The wording of the subsection is peremptory. The parties therefore have no discretion in the period of probation.
Section 32 (3) states that;
"In the case of employees engaged on supervisory technical or confidential work, the probation period shall be fixed in writing between the employer and employee at the time of engagement."
The applicant in this case was clearly not engaged on supervisory technical or confidential work. The evidence revealed that the period of probation was fixed verbally for a period of three months. Section 32 (3) therefore has no applicability in this case.
This court had occasion to deal with a similar question in the case of JERRY DUNGAZELA DLAMINI vs. CARGO CARRIERS SWAZILAND (PTY) LIMITED (I.C.) CASE NO. 194/99. In that case the applicant had worked for four months when he was terminated. The court after dealing with the provisions of Section 32 of the Employment Act, held on page 3 of that judgement that;
"Respondent was supposed to either confirm or terminate the services of applicant at the end of this period. An agreement entered into between the two outside the scope of the written contract and also outside the purview of Section 32 is ultra vires and as such of no force or effect."
The court having already pointed out that the applicant was an employee of the respondent, and that he was on three months probation, the parties had no authority to extend the statutory period of probation.
It follows therefore that the respondent could only lawfully dismiss the applicant for reasons permitted by Section 36 of the Employment Act. Furthermore, the respondent was expected to follow all the procedural steps before dismissing the applicant. The respondent said that the applicant was dismissed for poor work performance. In this regard Section 36(a) provides that the termination must be preceded by a written warning. The employer in this case never gave the applicant a written warning. The termination was therefore not one permitted by Section 36 of the Employment Act.

-*-*-

Copy the part of the court judgment excerpt from "The wording of" up to and including "in this case.".

Saved entries

-*-*-

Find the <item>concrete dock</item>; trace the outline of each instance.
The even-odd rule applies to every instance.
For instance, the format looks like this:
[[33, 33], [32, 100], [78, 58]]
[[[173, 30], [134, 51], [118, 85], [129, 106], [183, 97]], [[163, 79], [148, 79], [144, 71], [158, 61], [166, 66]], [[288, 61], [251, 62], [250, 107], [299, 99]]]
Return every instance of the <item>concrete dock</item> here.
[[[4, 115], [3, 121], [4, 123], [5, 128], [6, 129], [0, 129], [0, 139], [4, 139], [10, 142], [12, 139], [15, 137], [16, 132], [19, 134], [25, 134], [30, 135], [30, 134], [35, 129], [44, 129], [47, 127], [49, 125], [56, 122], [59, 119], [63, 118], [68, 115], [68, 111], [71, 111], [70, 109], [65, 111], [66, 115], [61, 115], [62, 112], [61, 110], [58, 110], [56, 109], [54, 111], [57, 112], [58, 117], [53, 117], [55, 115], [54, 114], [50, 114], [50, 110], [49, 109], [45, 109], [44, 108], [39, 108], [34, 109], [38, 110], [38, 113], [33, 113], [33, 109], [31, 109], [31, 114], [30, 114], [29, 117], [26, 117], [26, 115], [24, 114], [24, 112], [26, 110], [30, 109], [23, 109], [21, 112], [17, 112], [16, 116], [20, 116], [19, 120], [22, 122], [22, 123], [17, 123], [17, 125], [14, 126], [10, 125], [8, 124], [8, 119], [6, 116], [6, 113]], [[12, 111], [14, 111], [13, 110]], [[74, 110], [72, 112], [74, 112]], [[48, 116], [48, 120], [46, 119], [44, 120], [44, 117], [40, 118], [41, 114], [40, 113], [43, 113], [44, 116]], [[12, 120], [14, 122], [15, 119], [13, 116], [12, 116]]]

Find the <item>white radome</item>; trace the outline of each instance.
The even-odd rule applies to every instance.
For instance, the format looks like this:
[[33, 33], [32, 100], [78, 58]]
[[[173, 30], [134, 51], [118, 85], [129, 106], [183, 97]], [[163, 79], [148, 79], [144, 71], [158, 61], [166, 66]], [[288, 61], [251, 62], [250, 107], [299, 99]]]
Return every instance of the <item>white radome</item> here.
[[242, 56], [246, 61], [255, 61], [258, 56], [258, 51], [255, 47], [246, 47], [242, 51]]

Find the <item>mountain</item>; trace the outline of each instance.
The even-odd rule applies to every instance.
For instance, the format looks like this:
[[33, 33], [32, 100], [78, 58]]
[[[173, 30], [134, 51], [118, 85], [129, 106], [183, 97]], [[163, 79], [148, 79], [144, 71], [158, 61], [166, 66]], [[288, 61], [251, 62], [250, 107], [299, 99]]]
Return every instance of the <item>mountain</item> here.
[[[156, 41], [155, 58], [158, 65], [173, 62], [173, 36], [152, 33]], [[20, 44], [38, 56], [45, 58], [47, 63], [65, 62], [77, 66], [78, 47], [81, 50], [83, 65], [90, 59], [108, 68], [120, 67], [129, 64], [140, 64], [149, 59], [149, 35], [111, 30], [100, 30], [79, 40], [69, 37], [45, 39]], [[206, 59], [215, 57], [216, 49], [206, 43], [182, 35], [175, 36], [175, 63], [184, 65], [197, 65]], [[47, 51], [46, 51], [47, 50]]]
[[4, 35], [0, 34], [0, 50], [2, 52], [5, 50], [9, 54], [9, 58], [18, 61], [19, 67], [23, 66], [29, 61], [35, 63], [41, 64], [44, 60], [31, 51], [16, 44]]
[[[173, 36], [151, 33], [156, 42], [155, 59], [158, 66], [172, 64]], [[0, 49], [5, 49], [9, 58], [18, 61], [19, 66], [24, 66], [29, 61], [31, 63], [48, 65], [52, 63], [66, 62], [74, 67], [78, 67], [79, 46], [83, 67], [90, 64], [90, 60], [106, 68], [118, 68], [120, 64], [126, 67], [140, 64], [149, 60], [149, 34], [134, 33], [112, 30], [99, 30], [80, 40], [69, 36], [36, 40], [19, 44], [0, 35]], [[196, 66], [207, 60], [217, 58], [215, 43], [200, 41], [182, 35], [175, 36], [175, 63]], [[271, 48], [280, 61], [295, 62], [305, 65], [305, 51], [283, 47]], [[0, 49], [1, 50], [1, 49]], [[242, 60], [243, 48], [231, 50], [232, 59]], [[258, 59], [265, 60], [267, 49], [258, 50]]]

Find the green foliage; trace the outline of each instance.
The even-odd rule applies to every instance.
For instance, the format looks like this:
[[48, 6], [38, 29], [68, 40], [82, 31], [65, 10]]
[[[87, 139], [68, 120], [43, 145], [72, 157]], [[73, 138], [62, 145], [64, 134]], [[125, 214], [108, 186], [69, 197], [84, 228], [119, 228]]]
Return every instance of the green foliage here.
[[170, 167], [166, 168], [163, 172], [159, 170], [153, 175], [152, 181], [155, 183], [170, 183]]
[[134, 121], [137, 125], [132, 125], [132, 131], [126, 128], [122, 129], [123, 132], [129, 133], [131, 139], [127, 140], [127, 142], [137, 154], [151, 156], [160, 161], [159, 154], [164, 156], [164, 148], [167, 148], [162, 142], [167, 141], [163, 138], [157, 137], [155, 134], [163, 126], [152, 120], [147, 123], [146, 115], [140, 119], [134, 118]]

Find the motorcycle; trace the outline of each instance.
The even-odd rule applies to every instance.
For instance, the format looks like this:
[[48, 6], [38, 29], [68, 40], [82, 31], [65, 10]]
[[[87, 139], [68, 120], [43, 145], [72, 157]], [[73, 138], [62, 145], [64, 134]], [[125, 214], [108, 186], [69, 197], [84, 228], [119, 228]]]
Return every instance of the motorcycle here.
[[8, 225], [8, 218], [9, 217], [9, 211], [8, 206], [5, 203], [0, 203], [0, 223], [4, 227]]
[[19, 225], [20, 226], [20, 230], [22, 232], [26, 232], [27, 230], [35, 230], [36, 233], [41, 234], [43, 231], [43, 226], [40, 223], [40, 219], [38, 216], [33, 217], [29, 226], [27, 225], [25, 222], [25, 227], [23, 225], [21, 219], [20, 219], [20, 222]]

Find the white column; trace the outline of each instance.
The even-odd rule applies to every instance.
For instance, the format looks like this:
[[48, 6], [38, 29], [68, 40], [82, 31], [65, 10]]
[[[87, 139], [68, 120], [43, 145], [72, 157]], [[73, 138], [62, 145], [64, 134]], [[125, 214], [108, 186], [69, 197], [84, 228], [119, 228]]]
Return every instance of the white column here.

-*-*-

■ EXERCISE ANSWER:
The wording of the subsection is peremptory. The parties therefore have no discretion in the period of probation.
Section 32 (3) states that;
"In the case of employees engaged on supervisory technical or confidential work, the probation period shall be fixed in writing between the employer and employee at the time of engagement."
The applicant in this case was clearly not engaged on supervisory technical or confidential work. The evidence revealed that the period of probation was fixed verbally for a period of three months. Section 32 (3) therefore has no applicability in this case.